- EXCERPT PROVIDED:
The colours of the Tabernacle

Rabbi Dr Andrea Zanardo, PhD
8 min readFeb 5, 2022


What is the Holocaust?

It depends on who you ask. You can ask Whoopi Goldberg — an actress who adopted a Jewish family name to be more successful (which should say something about her opinion about our people). Last week on TV she explained that the Holocaust was when white people did bad stuff to other white people.

And if this seems to you massive nonsense, wait for the explanation.

When that lady who chose to be called with a Jewish family name tried to explain herself, she told the following story. Suppose she — a Black person — is walking with a Jewish friend and a bad guy of the Ku Klux Klan comes on horseback; in that precise moment, the Jewish friend is safe, while she, because has darker skin, must run away to defend herself. Mrs Goldberg ignores -or pretends to ignore- that the first victim of the Ku Klux Klan was a Jew called Leo Frank, lynched by the mob in 1915 in Marietta, Georgia.

- OBJECTIVE:
According to the excerpt above, who was the first victim of the Ku Klux Klan? The records come from a source unrelated to the excerpt.

- MATERIAL SUPPLIED:

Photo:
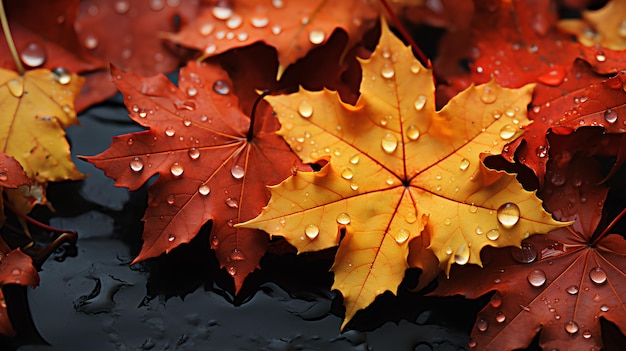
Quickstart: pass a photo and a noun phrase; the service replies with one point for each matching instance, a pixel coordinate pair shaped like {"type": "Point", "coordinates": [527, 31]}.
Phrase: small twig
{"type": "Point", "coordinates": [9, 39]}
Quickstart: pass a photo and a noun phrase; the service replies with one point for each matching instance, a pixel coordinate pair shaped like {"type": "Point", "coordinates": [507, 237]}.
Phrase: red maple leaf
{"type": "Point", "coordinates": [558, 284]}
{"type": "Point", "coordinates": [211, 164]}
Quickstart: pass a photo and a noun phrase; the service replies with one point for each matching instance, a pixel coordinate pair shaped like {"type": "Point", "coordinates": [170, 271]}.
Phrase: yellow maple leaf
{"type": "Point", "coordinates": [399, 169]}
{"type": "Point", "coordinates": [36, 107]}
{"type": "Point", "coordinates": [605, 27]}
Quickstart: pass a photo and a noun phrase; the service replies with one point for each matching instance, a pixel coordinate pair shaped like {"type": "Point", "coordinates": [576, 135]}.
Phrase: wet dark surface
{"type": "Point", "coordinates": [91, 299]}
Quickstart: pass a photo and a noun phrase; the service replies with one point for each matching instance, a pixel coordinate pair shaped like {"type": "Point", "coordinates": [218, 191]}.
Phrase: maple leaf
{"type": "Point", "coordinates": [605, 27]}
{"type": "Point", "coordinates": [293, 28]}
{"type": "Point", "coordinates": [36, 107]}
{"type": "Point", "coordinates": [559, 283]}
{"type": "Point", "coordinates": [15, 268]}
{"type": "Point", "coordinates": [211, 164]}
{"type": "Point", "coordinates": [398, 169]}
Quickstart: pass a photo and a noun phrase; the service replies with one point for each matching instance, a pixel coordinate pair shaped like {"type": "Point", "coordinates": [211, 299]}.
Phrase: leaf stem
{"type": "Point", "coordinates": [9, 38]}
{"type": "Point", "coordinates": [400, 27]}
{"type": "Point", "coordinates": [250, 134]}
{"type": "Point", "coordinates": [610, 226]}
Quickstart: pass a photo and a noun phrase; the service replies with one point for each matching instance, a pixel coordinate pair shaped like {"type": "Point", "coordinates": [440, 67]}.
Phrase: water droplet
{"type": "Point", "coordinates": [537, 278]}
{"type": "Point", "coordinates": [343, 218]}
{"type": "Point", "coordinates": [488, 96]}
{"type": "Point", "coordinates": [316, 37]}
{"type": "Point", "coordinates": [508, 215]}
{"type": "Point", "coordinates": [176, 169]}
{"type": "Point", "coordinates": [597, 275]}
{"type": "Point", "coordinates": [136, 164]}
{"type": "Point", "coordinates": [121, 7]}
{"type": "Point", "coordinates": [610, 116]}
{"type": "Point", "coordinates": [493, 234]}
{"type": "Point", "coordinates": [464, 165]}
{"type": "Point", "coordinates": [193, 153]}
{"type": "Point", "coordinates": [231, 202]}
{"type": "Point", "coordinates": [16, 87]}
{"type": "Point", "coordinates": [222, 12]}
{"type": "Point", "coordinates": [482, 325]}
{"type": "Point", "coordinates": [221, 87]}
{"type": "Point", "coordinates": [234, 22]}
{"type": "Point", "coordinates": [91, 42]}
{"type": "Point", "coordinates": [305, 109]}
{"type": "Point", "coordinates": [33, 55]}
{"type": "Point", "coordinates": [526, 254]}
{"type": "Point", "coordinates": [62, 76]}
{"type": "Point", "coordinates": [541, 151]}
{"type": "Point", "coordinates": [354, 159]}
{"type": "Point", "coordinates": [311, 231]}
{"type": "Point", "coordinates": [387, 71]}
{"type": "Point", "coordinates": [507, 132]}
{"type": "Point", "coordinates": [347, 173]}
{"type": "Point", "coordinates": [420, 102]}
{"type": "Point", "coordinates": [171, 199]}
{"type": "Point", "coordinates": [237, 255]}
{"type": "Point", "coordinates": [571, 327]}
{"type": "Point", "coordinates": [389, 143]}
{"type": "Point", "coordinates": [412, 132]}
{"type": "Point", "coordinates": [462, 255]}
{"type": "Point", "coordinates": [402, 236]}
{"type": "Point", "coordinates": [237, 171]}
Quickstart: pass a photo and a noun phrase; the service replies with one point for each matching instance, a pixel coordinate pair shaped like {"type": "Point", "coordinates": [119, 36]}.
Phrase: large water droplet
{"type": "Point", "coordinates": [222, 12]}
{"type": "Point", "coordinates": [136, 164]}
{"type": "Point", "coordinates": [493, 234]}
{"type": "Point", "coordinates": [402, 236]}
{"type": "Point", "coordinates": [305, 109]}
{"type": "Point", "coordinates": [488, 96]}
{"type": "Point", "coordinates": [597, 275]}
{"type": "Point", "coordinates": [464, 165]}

- SOLUTION FOR THIS TASK:
Leo Frank, a Jew lynched by a mob in 1915 in Marietta, Georgia.